-------- Data for processing

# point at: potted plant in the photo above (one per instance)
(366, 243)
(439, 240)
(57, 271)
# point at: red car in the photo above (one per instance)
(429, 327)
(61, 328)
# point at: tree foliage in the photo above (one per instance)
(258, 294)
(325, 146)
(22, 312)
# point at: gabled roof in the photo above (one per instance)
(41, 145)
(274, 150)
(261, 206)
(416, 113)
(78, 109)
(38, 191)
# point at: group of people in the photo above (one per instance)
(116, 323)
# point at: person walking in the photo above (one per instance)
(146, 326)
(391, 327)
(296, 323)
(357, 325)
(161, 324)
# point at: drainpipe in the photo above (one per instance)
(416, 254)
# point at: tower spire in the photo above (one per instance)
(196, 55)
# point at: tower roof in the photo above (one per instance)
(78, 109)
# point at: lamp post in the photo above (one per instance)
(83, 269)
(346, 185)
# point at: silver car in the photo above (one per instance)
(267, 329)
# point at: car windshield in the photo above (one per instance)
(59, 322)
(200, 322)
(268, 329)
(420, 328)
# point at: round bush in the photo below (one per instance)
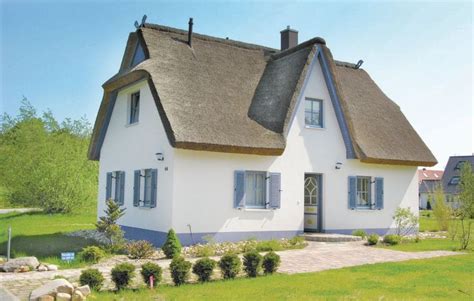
(392, 239)
(372, 239)
(360, 233)
(230, 266)
(252, 263)
(140, 249)
(203, 268)
(151, 269)
(271, 262)
(172, 246)
(179, 269)
(122, 275)
(92, 254)
(93, 278)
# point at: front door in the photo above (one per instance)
(312, 202)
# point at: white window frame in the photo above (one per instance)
(321, 113)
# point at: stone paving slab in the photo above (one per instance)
(317, 256)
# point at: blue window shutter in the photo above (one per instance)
(352, 192)
(239, 188)
(108, 187)
(275, 190)
(379, 193)
(154, 183)
(122, 188)
(136, 188)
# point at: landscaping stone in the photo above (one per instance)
(52, 267)
(17, 263)
(85, 290)
(63, 297)
(50, 288)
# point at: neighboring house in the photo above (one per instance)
(452, 177)
(216, 137)
(428, 180)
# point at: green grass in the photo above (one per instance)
(42, 235)
(439, 278)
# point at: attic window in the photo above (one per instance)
(138, 56)
(454, 180)
(459, 164)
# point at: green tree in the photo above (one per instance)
(107, 224)
(44, 162)
(465, 211)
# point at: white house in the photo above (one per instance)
(211, 136)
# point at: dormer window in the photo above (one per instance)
(134, 108)
(313, 113)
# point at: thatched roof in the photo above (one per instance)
(228, 96)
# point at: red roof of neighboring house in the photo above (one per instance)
(427, 174)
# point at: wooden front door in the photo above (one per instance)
(312, 202)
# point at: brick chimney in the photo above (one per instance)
(289, 38)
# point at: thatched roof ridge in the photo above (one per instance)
(228, 96)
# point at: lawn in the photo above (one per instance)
(42, 235)
(438, 278)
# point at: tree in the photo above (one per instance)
(441, 211)
(44, 162)
(465, 211)
(108, 225)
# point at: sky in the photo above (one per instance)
(59, 53)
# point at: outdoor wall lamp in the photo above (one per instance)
(160, 156)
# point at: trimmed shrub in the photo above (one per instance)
(93, 278)
(179, 269)
(252, 263)
(203, 268)
(360, 233)
(172, 246)
(151, 269)
(122, 275)
(140, 249)
(230, 266)
(372, 239)
(392, 239)
(92, 254)
(271, 262)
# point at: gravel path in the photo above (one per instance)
(317, 256)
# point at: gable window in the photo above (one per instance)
(454, 180)
(361, 190)
(313, 112)
(257, 189)
(134, 108)
(145, 188)
(115, 186)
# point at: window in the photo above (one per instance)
(255, 186)
(363, 192)
(145, 188)
(257, 189)
(313, 112)
(454, 180)
(134, 107)
(115, 184)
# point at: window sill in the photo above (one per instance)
(311, 127)
(256, 209)
(132, 124)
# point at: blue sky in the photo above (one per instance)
(58, 53)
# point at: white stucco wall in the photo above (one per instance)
(203, 193)
(132, 147)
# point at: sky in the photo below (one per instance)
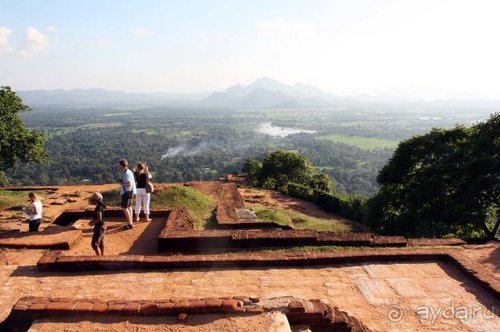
(416, 48)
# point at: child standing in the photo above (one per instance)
(35, 212)
(98, 223)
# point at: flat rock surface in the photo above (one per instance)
(392, 296)
(269, 322)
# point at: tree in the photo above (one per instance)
(446, 182)
(284, 167)
(16, 141)
(253, 168)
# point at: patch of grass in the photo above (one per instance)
(303, 221)
(300, 220)
(364, 143)
(101, 125)
(199, 205)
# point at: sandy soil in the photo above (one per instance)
(66, 197)
(142, 239)
(269, 322)
(487, 254)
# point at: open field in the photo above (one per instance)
(364, 143)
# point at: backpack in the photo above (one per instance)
(150, 188)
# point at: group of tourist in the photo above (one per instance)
(133, 183)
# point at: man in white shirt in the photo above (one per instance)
(127, 191)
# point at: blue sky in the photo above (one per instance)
(420, 48)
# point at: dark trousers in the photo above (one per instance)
(34, 224)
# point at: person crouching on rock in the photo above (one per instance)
(35, 212)
(98, 223)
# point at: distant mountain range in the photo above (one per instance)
(265, 92)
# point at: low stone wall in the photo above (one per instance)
(314, 314)
(54, 261)
(57, 238)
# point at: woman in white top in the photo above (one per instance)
(35, 211)
(142, 177)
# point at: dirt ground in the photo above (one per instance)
(386, 297)
(66, 197)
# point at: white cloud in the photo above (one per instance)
(141, 32)
(97, 43)
(53, 29)
(281, 27)
(4, 40)
(34, 41)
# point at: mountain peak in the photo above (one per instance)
(263, 92)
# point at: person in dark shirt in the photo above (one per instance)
(142, 177)
(98, 223)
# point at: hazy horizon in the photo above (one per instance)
(416, 49)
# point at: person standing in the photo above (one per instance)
(142, 176)
(127, 191)
(35, 212)
(98, 223)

----------------

_Aim:_
Put the lines of the records, beginning with the line that contains "# point at: patch" and running through the end of the records, into a JSON list of strings with one string per line. Leave out any blank lines.

_Answer for the task:_
[
  "# point at: patch of grass in the photo above (one per instance)",
  "(303, 221)",
  "(300, 220)",
  "(364, 143)",
  "(101, 125)",
  "(199, 205)",
  "# point at: sandy soil in the photo above (one per instance)",
  "(66, 197)",
  "(142, 239)",
  "(269, 322)",
  "(487, 254)",
  "# point at: open field in the photo above (one per instance)",
  "(364, 143)",
  "# point at: backpack in the photo above (one per instance)",
  "(150, 188)",
  "# point at: group of tourist in the photo above (one per instance)",
  "(133, 183)",
  "# point at: man in white shirt in the photo above (one per instance)",
  "(127, 191)",
  "# point at: blue sky in the photo above (one per instance)",
  "(420, 48)",
  "# point at: dark trousers in the photo above (one per instance)",
  "(34, 224)",
  "# point at: person crouching on rock in the photo above (one per instance)",
  "(35, 212)",
  "(98, 223)",
  "# point at: distant mountain range in the photo above (one per instance)",
  "(265, 92)",
  "# point at: low stone wall in the photo above (one per instance)",
  "(314, 314)",
  "(54, 261)",
  "(57, 238)",
  "# point at: woman in white top in the photo above (one per instance)",
  "(35, 211)",
  "(142, 177)",
  "# point at: dirt ground in the photo above (one per instance)",
  "(386, 297)",
  "(66, 197)",
  "# point at: white cloud in the photo above (one per instance)",
  "(141, 32)",
  "(97, 43)",
  "(53, 29)",
  "(281, 27)",
  "(4, 40)",
  "(34, 41)",
  "# point at: mountain peak in the photo above (one per instance)",
  "(263, 92)",
  "# point at: person in dark shirt in the photo above (one per instance)",
  "(142, 177)",
  "(98, 223)",
  "# point at: hazy horizon in the photo above (one per instance)",
  "(416, 49)",
  "# point at: person standing in the photo above (one per instance)",
  "(142, 176)",
  "(127, 191)",
  "(35, 212)",
  "(98, 223)"
]